## What the task requires
Repeat, exactly and completely, the material that follows. Omit the pictures.

Rows from a pointing dataset:
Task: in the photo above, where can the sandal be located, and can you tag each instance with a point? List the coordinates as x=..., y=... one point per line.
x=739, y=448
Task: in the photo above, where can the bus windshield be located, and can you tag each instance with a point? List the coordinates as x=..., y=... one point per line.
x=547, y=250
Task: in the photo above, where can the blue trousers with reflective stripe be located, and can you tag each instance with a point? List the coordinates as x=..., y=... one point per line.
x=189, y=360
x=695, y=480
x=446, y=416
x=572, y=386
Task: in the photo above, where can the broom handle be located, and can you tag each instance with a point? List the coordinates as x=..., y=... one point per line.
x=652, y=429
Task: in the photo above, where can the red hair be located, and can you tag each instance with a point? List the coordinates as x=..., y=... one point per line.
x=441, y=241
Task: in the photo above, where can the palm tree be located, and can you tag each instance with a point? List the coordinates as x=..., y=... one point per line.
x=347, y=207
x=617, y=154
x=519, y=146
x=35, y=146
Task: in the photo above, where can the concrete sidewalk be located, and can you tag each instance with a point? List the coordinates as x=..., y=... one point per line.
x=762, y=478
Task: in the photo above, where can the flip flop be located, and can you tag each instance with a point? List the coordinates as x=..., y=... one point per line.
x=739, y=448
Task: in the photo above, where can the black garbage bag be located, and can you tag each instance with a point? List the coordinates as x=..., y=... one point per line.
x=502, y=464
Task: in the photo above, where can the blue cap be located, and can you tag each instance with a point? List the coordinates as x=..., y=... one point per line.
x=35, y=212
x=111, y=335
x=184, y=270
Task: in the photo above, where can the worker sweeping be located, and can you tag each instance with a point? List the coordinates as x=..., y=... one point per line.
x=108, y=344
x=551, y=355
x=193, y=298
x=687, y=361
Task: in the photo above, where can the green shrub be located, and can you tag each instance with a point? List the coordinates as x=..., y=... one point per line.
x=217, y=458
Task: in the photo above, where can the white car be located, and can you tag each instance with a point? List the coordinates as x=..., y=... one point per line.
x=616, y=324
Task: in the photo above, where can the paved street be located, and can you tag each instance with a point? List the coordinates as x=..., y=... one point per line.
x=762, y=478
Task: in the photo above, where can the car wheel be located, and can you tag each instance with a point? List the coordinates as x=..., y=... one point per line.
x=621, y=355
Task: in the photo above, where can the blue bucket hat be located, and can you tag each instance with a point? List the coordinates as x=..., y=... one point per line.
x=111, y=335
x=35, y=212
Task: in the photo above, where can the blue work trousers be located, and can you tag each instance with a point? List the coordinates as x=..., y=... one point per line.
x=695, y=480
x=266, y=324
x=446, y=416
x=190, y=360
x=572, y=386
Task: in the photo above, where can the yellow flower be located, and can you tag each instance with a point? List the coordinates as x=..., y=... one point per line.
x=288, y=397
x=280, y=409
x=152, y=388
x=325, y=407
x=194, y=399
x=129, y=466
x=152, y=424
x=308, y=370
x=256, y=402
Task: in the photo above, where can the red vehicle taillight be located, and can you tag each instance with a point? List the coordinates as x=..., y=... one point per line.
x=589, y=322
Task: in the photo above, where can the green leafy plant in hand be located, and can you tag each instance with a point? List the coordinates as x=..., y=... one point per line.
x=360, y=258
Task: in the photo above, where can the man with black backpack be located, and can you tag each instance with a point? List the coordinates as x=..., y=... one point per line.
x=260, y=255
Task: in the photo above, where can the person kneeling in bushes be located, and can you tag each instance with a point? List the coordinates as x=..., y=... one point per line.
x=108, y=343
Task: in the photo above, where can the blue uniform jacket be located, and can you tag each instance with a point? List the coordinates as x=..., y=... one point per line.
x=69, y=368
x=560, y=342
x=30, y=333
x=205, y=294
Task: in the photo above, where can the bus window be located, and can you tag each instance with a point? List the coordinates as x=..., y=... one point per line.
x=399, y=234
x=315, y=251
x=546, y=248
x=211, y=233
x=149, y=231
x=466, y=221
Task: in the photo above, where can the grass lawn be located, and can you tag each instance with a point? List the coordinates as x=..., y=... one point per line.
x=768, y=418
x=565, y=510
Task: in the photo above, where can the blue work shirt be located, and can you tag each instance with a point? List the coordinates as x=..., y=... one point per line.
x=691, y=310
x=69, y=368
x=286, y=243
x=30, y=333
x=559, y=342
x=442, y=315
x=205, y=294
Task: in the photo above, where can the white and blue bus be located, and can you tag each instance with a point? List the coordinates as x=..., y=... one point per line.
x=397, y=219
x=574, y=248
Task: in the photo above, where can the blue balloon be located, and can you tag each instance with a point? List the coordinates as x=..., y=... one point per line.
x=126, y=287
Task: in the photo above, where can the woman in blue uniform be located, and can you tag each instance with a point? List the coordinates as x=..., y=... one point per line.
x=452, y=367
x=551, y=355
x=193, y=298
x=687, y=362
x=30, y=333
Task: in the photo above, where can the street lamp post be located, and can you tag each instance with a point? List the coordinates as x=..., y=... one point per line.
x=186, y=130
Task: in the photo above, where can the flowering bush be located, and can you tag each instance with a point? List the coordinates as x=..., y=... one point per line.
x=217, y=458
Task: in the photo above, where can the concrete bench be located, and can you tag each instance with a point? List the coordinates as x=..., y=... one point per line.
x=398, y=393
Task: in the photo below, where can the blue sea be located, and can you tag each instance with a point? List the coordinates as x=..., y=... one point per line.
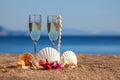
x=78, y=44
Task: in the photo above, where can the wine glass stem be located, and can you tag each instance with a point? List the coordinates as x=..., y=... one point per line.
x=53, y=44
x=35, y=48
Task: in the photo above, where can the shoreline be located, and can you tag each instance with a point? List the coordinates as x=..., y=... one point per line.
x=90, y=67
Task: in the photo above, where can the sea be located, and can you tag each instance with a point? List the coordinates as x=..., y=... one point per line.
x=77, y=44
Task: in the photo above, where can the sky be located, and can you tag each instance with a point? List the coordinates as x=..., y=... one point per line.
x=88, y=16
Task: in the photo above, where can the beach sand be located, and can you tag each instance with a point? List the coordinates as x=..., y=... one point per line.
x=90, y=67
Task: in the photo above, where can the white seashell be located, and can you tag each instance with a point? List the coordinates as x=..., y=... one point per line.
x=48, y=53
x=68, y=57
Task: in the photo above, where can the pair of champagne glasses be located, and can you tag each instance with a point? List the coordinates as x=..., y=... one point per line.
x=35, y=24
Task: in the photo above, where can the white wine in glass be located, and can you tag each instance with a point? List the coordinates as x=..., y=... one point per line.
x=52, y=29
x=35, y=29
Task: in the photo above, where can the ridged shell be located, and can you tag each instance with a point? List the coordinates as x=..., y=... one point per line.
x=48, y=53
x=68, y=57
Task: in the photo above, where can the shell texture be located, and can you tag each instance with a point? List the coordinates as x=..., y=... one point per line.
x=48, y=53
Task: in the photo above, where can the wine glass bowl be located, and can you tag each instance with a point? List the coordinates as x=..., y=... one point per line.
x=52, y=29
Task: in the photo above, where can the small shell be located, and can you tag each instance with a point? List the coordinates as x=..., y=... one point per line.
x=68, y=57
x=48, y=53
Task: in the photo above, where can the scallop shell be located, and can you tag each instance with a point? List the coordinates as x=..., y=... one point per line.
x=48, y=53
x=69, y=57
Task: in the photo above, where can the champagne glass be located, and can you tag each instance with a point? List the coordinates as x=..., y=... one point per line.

## The output
Task: in the photo above, where can the sandal be located, and can you tag each instance with a point? List the coordinates as x=..., y=... one point per line.
x=739, y=448
Task: in the photo above, where can the bus windshield be located, and can you tag each instance with a point? List the coordinates as x=..., y=... one point per line.
x=547, y=250
Task: in the photo above, where can the blue trousers with reflective stripe be located, and can you tag each instance with a point? List the coordinates as x=..., y=... one point per line.
x=189, y=360
x=695, y=480
x=446, y=416
x=572, y=386
Task: in the photo above, where can the broom handle be located, and can you tag each instance with a point? List the coordinates as x=..., y=... one point per line.
x=652, y=429
Task: in the photo above, where can the red hair be located, and can you tag each instance with a point? List the coordinates as x=..., y=... one point per line.
x=441, y=241
Task: in the photo above, where can the palm tree be located, and can you tag each instance with a point? List the coordinates as x=..., y=... one point per line.
x=347, y=207
x=617, y=154
x=519, y=146
x=35, y=146
Task: in the photo above, where can the concrete sidewalk be located, and can you tag each instance with a point? List the coordinates as x=..., y=... one point per line.
x=762, y=478
Task: in the photo above, where can the flip flop be located, and can you tag each instance with a point? List the coordinates as x=..., y=... one point per line.
x=739, y=448
Task: in the photo above, where can the black garbage bag be located, and can you tag each instance with a point? List the coordinates as x=..., y=... one point per line.
x=502, y=464
Task: in the photo above, where can the blue cap be located, and can you tag each instance with a point? List the coordinates as x=..., y=... one point per line.
x=35, y=212
x=111, y=335
x=184, y=270
Task: in the photo above, where can the worker sweeping be located, and can you tag each instance with a point? List the coordinates as x=..., y=... one point per line.
x=108, y=344
x=551, y=355
x=193, y=298
x=687, y=361
Task: in the photo above, where can the green shrub be located, and can you tag each instance with a point? List the coordinates as x=..., y=... one point per line.
x=217, y=458
Task: in the photo above, where can the white car be located, and can you tag each instance with a point? List the coordinates as x=..., y=... one point per line.
x=616, y=324
Task: in the photo above, where can the paved street be located, and can you tag each instance with a point? List the coordinates as x=..., y=... one point per line.
x=762, y=478
Task: in the photo above, where can the car wheel be located, and can you tag each instance with a point? List the coordinates as x=..., y=... one point per line.
x=621, y=355
Task: in the photo above, where can the blue bucket hat be located, and can you tag each instance with a point? List the coordinates as x=..., y=... one point per line.
x=111, y=335
x=35, y=212
Task: in the photo above, where can the blue work trousers be located, and can you tag each instance with a point? List the coordinates as x=..., y=... one point per line.
x=695, y=480
x=266, y=324
x=446, y=416
x=190, y=360
x=572, y=386
Task: in the photo above, where can the yellow flower be located, and can you tag each instance with a point? List the coordinates as x=..., y=... one point per line.
x=288, y=397
x=280, y=409
x=152, y=388
x=325, y=407
x=194, y=399
x=129, y=466
x=152, y=424
x=308, y=370
x=256, y=402
Task: in the photo above, where can the red vehicle taillight be located, and can you tag each instance with a point? List the coordinates as x=..., y=... one point per line.
x=589, y=322
Task: in the photo above, where can the green leafy plant in hand be located, and can you tag each instance with a point? List the coordinates as x=..., y=... one point per line.
x=360, y=258
Task: in the photo above, where can the man with black backpack be located, and can you tag each instance with a point? List the coordinates as x=..., y=... one point per line.
x=260, y=255
Task: in the photo above, where can the person kneeling in bushes be located, and can you tag each instance with a point? List the coordinates as x=..., y=... one point per line.
x=108, y=343
Task: in the photo above, where can the blue uniform jacket be located, and can you tag each instance with a point? List the coordinates as x=..., y=... one point per line.
x=69, y=368
x=560, y=342
x=30, y=333
x=205, y=294
Task: in the photo above, where can the bus window be located, and can you tag each instance with a point? List the coordinates as x=..., y=... one point per line.
x=399, y=234
x=315, y=251
x=546, y=248
x=211, y=233
x=149, y=231
x=466, y=221
Task: in the photo above, where can the grass lawn be located, and can you tag each instance with a point? List the coordinates as x=..., y=... one point per line.
x=768, y=418
x=565, y=510
Task: in the photo above, where can the blue work shirt be located, and can you tag each instance with a point? List the coordinates as x=..., y=... one point per line.
x=691, y=310
x=69, y=368
x=286, y=243
x=30, y=333
x=559, y=342
x=442, y=315
x=205, y=294
Task: in the photo above, where can the white and blue bus be located, and can you tag each instance with a point? List the coordinates as x=..., y=... one point per line.
x=397, y=219
x=574, y=248
Task: in the photo above, where can the blue balloon be located, and can you tag each instance with a point? List the coordinates as x=..., y=... one point per line.
x=126, y=287
Task: in the photo above, where can the woman in blue uniform be located, and can you tag each instance with a point? List the coordinates as x=..., y=... one point per line.
x=452, y=367
x=551, y=355
x=193, y=298
x=687, y=362
x=30, y=333
Task: in the photo above, where can the street lamp post be located, and can you tag each instance with a point? List the coordinates as x=..., y=... one point per line.
x=186, y=130
Task: in the photo above, where can the flowering bush be located, and can you tag each instance with a point? List the coordinates as x=..., y=... one point per line.
x=217, y=458
Task: in the photo above, where can the concrete bench be located, and can you tag each instance with a point? List the coordinates as x=..., y=... one point per line.
x=398, y=393
Task: in the photo below, where can the blue sea be located, and can you tag each instance with a point? List the coordinates as x=..., y=... one point per line.
x=78, y=44
Task: in the photo above, where can the wine glass stem be located, and can you tag each instance with a point? List the coordinates as x=..., y=... one point per line.
x=53, y=44
x=35, y=48
Task: in the photo above, where can the shoreline be located, and can you tag each instance with a point? List the coordinates as x=..., y=... one point per line.
x=90, y=67
Task: in the photo above, where can the sea be located, and can you tag each instance with a point? List the coordinates as x=..., y=... one point per line.
x=77, y=44
Task: in the photo above, where can the sky be located, and can you tag each instance with a point? List the coordinates as x=..., y=... one point per line.
x=88, y=16
Task: in the photo above, where can the beach sand be located, and can you tag each instance with a point? List the coordinates as x=..., y=... one point per line.
x=90, y=67
Task: in the photo above, where can the white seashell be located, and can you tag each instance with a point? List the coordinates as x=..., y=... one point per line.
x=48, y=53
x=68, y=57
Task: in the photo above, where can the pair of champagne glasses be located, and can you tag each instance with a point? List the coordinates as x=..., y=... one point per line.
x=35, y=24
Task: in the photo above, where can the white wine in glass be located, and can you tag each instance with a point? List the coordinates as x=..., y=... one point per line.
x=52, y=29
x=35, y=29
Task: in the photo above, where can the ridged shell be located, and can you tag each instance with a point? List the coordinates as x=..., y=... one point per line.
x=48, y=53
x=68, y=57
Task: in the photo above, where can the shell texture be located, and can you tag each instance with a point? List the coordinates as x=..., y=... one point per line.
x=48, y=53
Task: in the photo above, where can the wine glass bowl be located, and can you tag each instance with a point? List the coordinates as x=..., y=... one point per line.
x=52, y=29
Task: in the photo above, where can the small shell be located, and can you tag each instance with a point? List the coordinates as x=..., y=... one point per line.
x=68, y=57
x=48, y=53
Task: in the photo above, where can the scallop shell be located, and can you tag each instance with a point? List the coordinates as x=..., y=... one point per line.
x=48, y=53
x=69, y=57
Task: in the photo above, where can the champagne glass be located, and can you tag each instance with a point? List the coordinates as x=..., y=... one point per line.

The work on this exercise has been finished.